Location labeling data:
## Begin

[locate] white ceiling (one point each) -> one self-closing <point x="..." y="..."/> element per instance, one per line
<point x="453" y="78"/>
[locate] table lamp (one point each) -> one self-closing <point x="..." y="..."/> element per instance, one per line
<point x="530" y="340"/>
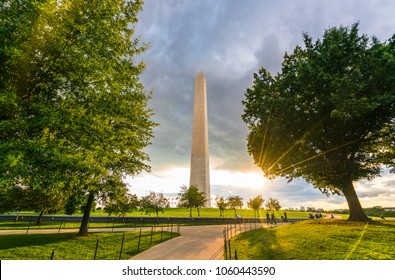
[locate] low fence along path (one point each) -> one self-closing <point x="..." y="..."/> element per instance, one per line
<point x="195" y="243"/>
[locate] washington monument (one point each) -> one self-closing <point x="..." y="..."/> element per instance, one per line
<point x="200" y="175"/>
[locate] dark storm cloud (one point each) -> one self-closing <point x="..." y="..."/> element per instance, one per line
<point x="230" y="40"/>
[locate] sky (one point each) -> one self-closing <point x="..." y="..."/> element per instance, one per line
<point x="229" y="40"/>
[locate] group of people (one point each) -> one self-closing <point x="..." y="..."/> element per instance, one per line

## End

WHAT IS ASKED: Rewrite all of the data above as a Markdown table with the columns "No." and "Entry", giving each line its own numbered row. Skip blank lines and leave the pictures out.

RIGHT ANSWER:
| No. | Entry |
|---|---|
| 1 | [locate] white ceiling (one point each) -> one self-closing <point x="..." y="..."/> element per instance, one per line |
| 2 | <point x="453" y="78"/> |
| 3 | [locate] table lamp (one point each) -> one self-closing <point x="..." y="..."/> element per instance, one per line |
| 4 | <point x="530" y="340"/> |
| 5 | [locate] low fence along path (one point each) -> one self-closing <point x="..." y="..."/> element per instance, one per line |
| 6 | <point x="195" y="243"/> |
| 7 | [locate] washington monument (one point each) -> one self-closing <point x="..." y="..."/> element per instance, one per line |
| 8 | <point x="200" y="175"/> |
| 9 | [locate] dark storm cloud (one point each) -> one self-closing <point x="..." y="..."/> element per instance, one per line |
| 10 | <point x="230" y="40"/> |
| 11 | [locate] sky (one point each) -> one self-closing <point x="..." y="..."/> element per instance, one per line |
| 12 | <point x="229" y="40"/> |
| 13 | [locate] group of people (one point each) -> one self-closing <point x="..." y="..."/> element per instance, one per line |